Juan Carlos Ramírez Abadía va sobrado de orgullo. Siempre habla con el “mi” por delante. El siniestro narcotraficante colombiano, conocido en el mundo de la droga como Chupeta, alardea de que su cocaína era la mejor del mercado. “Óptima calidad”, precisó en el testimonio ante el tribunal federal en Brooklyn donde se procesa al capo mexicano Joaquín El Chapo Guzmán. Pero para que el producto ilícito pudiera llegar al consumidor final necesitaba contar con una estructura perfectamente afinada para transportarlo, distribuirlo y recaudar los beneficios en la forma de capitalismo más salvaje y cruel imaginable.
Solo hay que fijarse en el rostro de Chupeta, de 55 años de edad, para entender que era un verdadero camaleón. El antiguo jefe del cartel del Norte del Valle tiene la cara completamente desfigurada tras las múltiples operaciones faciales que tuvo que hacerse para escapar de la justicia. A esa misma transformación vampiresca sometió a su negocio, hasta el punto de que describió la industria del narcotráfico como una ágil empresa en constante evolución para adaptarse a las condiciones de trabajo.
El cambio de táctica era una cuestión, explicó, de maximizar a la vez el beneficio y de garantizar su supervivencia. Ramírez Abadía fue uno de los líderes del negocio de la droga más violentos. Ordenó, en sus propias palabras, más de 150 asesinatos de rivales que se ponían en su camino y conservar así su poder. En menos de dos décadas pasó de la nada a vender más de 500 toneladas de cocaína en Estados Unidos, que movía principalmente a través del cartel mexicano de Sinaloa.
Chupeta empezó a trabajar con El Chapo porque era el más rápido y efectivo en ese momento. “Él buscaba la mejor calidad”, explicó. Eso fue a comienzos de los años noventa, tras un primer encuentro en un hotel de Ciudad de México. Les llevó dos meses definir el operativo. Guzmán le pidió a cambio una cuota del 40% por transportarle la mercancía hasta Los Ángeles. “Era más caro que los otros”, explicó, “pero garantizaba la protección de los cargamentos y de mis empleados”.

[Registros]
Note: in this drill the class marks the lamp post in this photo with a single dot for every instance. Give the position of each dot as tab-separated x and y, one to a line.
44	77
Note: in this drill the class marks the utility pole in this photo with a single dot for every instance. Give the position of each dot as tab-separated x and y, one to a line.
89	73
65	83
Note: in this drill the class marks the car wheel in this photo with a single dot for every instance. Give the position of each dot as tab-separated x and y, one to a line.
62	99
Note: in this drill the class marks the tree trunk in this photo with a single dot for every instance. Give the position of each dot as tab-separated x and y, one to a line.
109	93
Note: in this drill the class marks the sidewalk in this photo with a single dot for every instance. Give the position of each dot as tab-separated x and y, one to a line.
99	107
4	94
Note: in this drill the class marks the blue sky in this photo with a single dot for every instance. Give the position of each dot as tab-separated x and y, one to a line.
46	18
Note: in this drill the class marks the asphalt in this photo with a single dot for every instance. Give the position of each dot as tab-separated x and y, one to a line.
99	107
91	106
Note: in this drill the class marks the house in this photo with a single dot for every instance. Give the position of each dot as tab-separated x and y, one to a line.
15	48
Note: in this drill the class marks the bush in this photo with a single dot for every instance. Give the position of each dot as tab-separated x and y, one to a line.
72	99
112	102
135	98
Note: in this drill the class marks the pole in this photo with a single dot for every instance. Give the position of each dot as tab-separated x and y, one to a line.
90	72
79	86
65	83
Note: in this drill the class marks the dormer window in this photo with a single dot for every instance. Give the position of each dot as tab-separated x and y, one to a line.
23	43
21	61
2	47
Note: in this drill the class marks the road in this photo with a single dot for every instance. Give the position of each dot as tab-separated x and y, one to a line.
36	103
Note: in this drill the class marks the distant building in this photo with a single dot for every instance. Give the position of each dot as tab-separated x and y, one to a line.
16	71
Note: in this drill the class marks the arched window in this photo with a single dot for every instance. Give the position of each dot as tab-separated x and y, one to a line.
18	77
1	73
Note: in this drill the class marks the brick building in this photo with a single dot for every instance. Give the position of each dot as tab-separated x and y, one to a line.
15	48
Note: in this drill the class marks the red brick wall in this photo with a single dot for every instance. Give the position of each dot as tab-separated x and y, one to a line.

*Instrucción 1*:
Responde según el texto extraído:
(a) ¿Qué edad tiene Chupeta?
(b) ¿Cuántas toneladas de cocaína llegó a vender en Estados Unidos?
(c) ¿Qué cuota le pidió Guzmán por transportar la mercancía hasta Los Ángeles?
*Instrucción 2*: Devuelve sin modificaciones el fragmento del texto extraído que va de "El cambio de" a "mexicano de Sinaloa.".

*Respuesta esperada 1*:
(a) 55 años.
(b) Más de 500 toneladas.
(c) El 40%.

*Respuesta esperada 2*:
El cambio de táctica era una cuestión, explicó, de maximizar a la vez el beneficio y de garantizar su supervivencia. Ramírez Abadía fue uno de los líderes del negocio de la droga más violentos. Ordenó, en sus propias palabras, más de 150 asesinatos de rivales que se ponían en su camino y conservar así su poder. En menos de dos décadas pasó de la nada a vender más de 500 toneladas de cocaína en Estados Unidos, que movía principalmente a través del cartel mexicano de Sinaloa.